(Point-per-instance localization data)
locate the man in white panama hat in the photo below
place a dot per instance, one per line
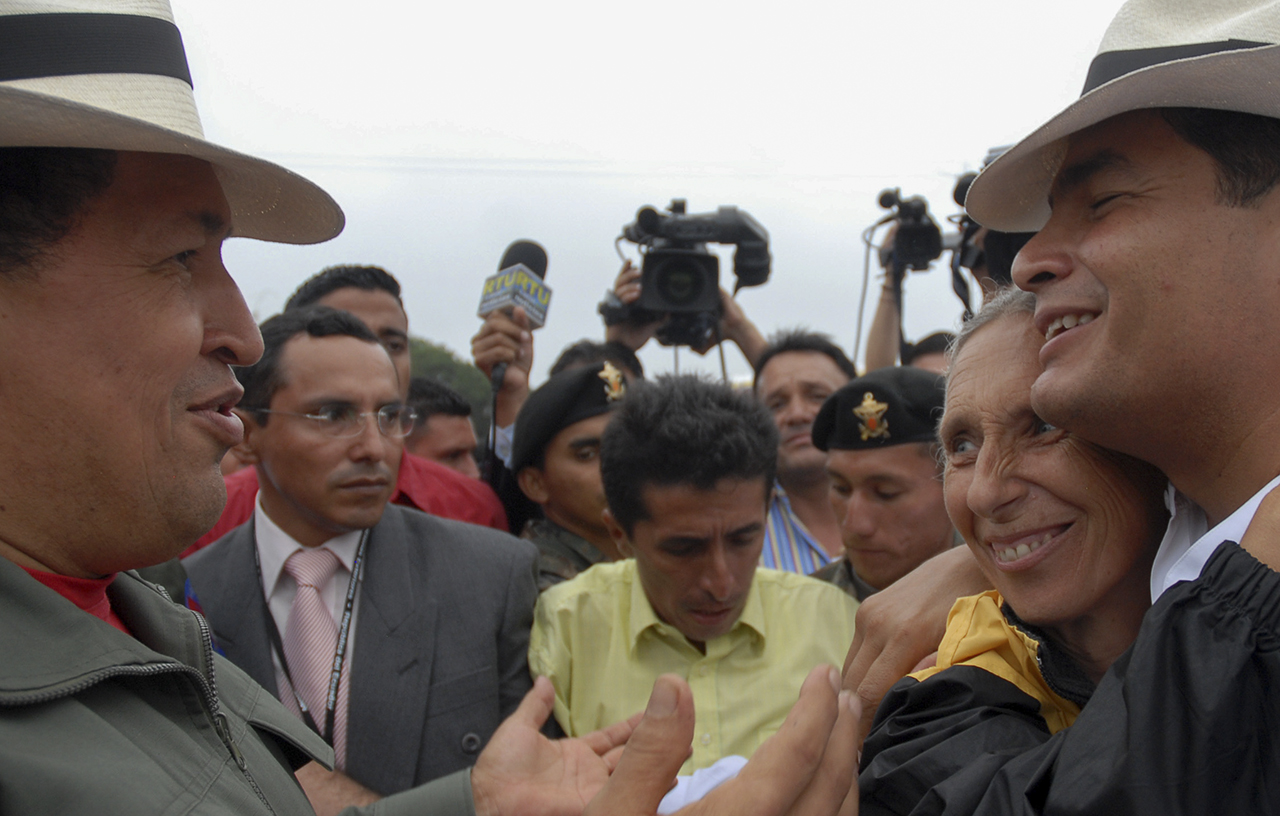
(118, 329)
(1156, 273)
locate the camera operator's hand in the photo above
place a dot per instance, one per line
(736, 326)
(506, 339)
(632, 335)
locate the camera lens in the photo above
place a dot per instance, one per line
(680, 283)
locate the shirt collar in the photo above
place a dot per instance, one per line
(1188, 541)
(275, 546)
(643, 617)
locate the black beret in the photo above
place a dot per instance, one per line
(567, 398)
(885, 407)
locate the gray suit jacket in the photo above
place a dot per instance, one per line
(440, 645)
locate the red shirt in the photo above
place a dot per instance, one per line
(421, 484)
(88, 594)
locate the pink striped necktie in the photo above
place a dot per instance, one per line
(310, 641)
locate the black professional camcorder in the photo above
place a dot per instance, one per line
(918, 241)
(680, 278)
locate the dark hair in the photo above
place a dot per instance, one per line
(42, 191)
(429, 397)
(682, 430)
(589, 353)
(803, 340)
(1246, 147)
(333, 278)
(936, 343)
(263, 379)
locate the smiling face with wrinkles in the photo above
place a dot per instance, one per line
(1063, 528)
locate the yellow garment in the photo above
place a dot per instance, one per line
(978, 635)
(600, 643)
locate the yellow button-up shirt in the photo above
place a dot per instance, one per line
(600, 643)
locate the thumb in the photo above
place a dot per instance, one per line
(657, 748)
(536, 705)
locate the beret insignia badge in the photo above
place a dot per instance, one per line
(615, 388)
(871, 415)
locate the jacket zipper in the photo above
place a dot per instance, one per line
(215, 711)
(222, 727)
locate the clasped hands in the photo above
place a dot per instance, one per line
(807, 769)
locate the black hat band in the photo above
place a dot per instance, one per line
(1115, 64)
(33, 46)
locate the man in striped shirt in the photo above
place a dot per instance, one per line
(795, 374)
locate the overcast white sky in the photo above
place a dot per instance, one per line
(449, 129)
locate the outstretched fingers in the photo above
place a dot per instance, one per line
(658, 746)
(782, 769)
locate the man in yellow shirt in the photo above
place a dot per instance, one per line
(688, 467)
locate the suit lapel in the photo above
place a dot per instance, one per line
(392, 661)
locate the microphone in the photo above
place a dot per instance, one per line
(517, 283)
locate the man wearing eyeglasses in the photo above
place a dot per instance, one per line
(400, 637)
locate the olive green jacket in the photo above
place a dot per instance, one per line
(96, 721)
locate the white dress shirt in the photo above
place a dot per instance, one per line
(274, 548)
(1188, 541)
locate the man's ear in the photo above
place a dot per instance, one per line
(617, 533)
(533, 485)
(247, 450)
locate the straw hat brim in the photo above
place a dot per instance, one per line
(268, 201)
(1011, 193)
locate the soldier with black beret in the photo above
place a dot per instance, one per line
(556, 457)
(886, 486)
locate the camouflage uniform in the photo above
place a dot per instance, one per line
(561, 554)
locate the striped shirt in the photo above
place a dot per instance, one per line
(787, 544)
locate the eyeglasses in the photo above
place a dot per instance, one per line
(346, 421)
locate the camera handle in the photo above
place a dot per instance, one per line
(897, 270)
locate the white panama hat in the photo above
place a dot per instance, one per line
(113, 74)
(1220, 54)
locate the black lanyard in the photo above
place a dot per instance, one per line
(339, 654)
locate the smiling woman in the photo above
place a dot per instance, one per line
(1064, 530)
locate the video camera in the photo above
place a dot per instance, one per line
(918, 241)
(680, 278)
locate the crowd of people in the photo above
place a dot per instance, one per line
(268, 574)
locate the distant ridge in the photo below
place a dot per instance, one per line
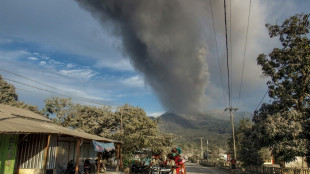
(213, 124)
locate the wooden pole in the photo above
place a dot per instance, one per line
(98, 162)
(46, 153)
(118, 157)
(77, 152)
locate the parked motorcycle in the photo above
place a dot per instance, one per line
(87, 166)
(102, 168)
(70, 167)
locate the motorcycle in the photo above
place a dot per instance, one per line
(87, 166)
(70, 167)
(102, 168)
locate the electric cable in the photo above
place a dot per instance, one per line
(245, 50)
(228, 79)
(75, 97)
(217, 52)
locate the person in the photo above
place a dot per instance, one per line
(233, 165)
(178, 161)
(170, 163)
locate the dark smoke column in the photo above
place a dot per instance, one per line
(163, 38)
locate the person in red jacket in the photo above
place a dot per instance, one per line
(177, 159)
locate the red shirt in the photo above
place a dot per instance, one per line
(178, 163)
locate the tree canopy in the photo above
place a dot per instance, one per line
(9, 96)
(128, 124)
(283, 124)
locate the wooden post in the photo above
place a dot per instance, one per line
(98, 162)
(118, 157)
(77, 152)
(46, 153)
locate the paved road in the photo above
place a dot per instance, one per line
(192, 168)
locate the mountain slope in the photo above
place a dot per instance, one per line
(215, 125)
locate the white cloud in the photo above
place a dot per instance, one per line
(116, 63)
(155, 114)
(42, 63)
(70, 65)
(13, 55)
(4, 41)
(134, 81)
(32, 58)
(85, 74)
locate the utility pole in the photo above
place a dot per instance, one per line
(121, 111)
(207, 149)
(201, 146)
(233, 128)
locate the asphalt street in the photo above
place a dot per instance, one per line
(192, 168)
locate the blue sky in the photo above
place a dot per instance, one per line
(59, 44)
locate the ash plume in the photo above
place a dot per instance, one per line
(164, 40)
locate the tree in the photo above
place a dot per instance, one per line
(128, 124)
(137, 131)
(7, 92)
(282, 125)
(61, 108)
(9, 96)
(248, 150)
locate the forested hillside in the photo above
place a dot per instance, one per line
(212, 125)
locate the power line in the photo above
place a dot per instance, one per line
(79, 98)
(231, 50)
(228, 79)
(245, 48)
(261, 100)
(217, 52)
(29, 79)
(260, 103)
(76, 97)
(25, 90)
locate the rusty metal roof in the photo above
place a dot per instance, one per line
(16, 120)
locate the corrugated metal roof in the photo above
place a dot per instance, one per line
(16, 120)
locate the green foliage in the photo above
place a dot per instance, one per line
(8, 96)
(128, 124)
(7, 92)
(283, 124)
(248, 150)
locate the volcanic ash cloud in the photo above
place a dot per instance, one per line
(163, 39)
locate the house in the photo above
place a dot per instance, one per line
(31, 143)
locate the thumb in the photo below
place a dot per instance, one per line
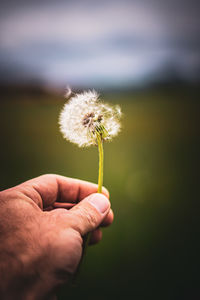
(89, 213)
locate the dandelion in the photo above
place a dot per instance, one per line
(85, 120)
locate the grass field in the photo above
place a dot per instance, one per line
(152, 172)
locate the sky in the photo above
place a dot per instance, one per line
(103, 42)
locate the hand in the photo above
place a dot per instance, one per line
(42, 222)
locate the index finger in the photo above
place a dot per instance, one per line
(47, 189)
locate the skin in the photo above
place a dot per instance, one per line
(42, 225)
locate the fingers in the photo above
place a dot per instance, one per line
(47, 189)
(87, 215)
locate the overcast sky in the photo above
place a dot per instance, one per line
(99, 42)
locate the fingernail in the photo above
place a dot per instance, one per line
(100, 202)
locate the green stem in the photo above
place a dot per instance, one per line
(100, 148)
(99, 190)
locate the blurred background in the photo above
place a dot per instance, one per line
(143, 55)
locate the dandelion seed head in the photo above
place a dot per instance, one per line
(85, 115)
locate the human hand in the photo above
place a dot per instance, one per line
(42, 223)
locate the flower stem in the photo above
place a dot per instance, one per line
(100, 148)
(99, 190)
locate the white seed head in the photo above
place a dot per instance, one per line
(84, 117)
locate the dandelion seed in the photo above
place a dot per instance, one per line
(85, 117)
(85, 120)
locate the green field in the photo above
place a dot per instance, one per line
(152, 172)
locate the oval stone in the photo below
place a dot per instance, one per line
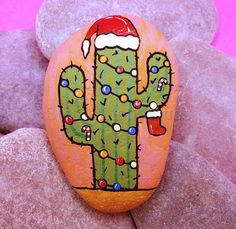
(115, 164)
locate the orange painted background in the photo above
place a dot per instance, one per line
(75, 160)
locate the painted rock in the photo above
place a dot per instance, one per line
(109, 103)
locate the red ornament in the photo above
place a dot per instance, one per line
(137, 104)
(102, 183)
(68, 120)
(119, 69)
(120, 160)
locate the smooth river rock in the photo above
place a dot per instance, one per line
(34, 192)
(21, 74)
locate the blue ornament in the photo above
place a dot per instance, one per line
(64, 83)
(132, 130)
(106, 89)
(116, 186)
(154, 69)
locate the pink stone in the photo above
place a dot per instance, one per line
(34, 192)
(205, 118)
(193, 194)
(57, 19)
(21, 73)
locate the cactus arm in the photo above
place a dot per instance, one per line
(159, 81)
(72, 103)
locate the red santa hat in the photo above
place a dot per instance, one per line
(112, 31)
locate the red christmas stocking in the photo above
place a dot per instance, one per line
(154, 123)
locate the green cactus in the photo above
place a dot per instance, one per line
(112, 132)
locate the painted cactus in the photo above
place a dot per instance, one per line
(112, 131)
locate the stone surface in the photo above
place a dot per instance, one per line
(21, 73)
(57, 19)
(34, 192)
(205, 118)
(112, 183)
(193, 194)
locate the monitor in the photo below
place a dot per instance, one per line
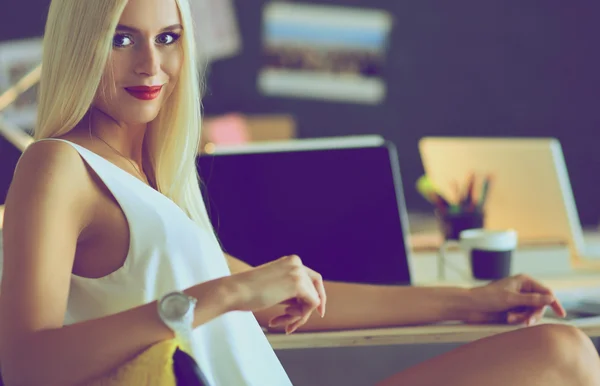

Goal of the exercise =>
Looking at the entries above, copy out every line in which "overcast" occurs.

Exercise solution =>
locate the overcast white sky in the photo above
locate the overcast sky in the photo above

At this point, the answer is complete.